WHAT NEEDS TO BE DONE >> Can you retype the listing below from its first line through the line containing "M 378 260 L", both included, copying every line exactly and nothing beyond that range?

EXTRACTED DATA >>
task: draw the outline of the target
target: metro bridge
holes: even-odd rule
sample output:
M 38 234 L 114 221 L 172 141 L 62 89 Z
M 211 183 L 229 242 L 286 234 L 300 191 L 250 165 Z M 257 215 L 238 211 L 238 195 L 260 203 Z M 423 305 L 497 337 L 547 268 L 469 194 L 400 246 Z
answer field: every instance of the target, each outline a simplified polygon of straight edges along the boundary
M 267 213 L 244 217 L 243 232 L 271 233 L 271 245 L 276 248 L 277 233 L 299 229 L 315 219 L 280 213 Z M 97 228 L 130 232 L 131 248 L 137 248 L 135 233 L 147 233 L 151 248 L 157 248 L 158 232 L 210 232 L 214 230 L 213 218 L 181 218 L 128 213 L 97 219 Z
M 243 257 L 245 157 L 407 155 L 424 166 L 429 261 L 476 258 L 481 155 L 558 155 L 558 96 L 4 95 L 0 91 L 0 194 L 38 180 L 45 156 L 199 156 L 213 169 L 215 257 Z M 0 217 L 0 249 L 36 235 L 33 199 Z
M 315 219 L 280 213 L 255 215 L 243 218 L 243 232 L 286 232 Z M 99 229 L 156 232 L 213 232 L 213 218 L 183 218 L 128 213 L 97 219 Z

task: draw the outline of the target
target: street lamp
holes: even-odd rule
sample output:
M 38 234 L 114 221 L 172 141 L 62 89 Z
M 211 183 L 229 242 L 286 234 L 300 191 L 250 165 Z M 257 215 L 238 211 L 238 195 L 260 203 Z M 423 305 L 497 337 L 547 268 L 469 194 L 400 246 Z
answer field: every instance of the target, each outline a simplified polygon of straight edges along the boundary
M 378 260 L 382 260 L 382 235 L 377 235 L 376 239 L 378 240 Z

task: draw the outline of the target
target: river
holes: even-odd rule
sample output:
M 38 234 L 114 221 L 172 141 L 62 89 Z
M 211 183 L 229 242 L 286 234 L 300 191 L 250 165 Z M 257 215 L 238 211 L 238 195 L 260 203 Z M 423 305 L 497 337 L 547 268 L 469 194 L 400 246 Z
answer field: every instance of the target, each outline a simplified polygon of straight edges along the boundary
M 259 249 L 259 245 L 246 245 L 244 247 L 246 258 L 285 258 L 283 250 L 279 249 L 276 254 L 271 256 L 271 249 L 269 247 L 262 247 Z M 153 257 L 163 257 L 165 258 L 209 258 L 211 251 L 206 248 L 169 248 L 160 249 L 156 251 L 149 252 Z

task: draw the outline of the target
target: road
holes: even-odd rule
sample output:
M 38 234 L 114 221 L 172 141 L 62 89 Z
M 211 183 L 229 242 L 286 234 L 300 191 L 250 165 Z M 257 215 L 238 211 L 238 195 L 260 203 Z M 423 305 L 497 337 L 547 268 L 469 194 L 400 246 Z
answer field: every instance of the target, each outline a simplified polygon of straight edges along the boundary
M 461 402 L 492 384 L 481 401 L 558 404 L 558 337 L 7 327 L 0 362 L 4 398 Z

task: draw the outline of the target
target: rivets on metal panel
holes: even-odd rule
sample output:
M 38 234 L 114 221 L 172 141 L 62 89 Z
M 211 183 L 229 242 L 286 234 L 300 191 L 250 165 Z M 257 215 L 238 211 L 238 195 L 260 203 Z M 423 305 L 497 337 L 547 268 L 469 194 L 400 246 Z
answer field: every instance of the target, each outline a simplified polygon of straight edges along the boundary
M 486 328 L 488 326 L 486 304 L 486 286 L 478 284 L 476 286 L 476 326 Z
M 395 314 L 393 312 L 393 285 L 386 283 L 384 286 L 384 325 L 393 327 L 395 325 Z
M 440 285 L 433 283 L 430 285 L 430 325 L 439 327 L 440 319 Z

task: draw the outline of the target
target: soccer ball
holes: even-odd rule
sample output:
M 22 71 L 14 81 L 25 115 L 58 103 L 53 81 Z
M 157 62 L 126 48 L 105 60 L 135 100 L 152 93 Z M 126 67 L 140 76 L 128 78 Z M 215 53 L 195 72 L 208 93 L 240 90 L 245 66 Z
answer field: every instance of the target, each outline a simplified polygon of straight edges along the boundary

EXERCISE OUTPUT >>
task: draw the outline of the target
target: metro bridge
holes: even-odd rule
sample output:
M 38 234 L 114 221 L 172 141 L 62 89 Z
M 211 183 L 229 242 L 286 234 L 300 191 L 250 165 Z M 257 215 L 238 211 L 238 195 L 260 203 Z M 423 305 L 497 337 L 547 268 L 469 194 L 400 246 Z
answer field: every instance of the target, each outline a simplified polygon of straight edges along the boundary
M 267 213 L 244 217 L 243 232 L 271 233 L 271 245 L 276 248 L 277 233 L 299 229 L 315 219 L 280 213 Z M 97 228 L 130 232 L 131 248 L 137 248 L 135 233 L 147 233 L 151 248 L 157 248 L 158 232 L 210 232 L 214 230 L 213 218 L 181 218 L 128 213 L 97 219 Z
M 243 257 L 245 157 L 407 155 L 424 166 L 429 261 L 476 258 L 481 155 L 558 155 L 558 96 L 4 95 L 0 91 L 0 194 L 38 180 L 45 156 L 199 156 L 213 169 L 215 257 Z M 0 217 L 0 249 L 36 235 L 33 199 Z
M 315 219 L 280 213 L 255 215 L 243 218 L 243 232 L 286 232 Z M 99 229 L 156 232 L 213 232 L 213 218 L 183 218 L 128 213 L 97 219 Z

task: draw the outline of the target
target: street lamp
holes: even-odd rule
sample output:
M 38 234 L 114 221 L 172 141 L 62 89 Z
M 211 183 L 229 242 L 286 234 L 300 191 L 250 165 Z M 257 215 L 238 211 L 238 195 L 260 203 Z M 423 305 L 497 337 L 547 268 L 469 194 L 400 246 Z
answer field: every instance of the target, each outline a simplified polygon of straight edges along the boundary
M 378 260 L 382 260 L 382 235 L 377 235 L 376 239 L 378 240 Z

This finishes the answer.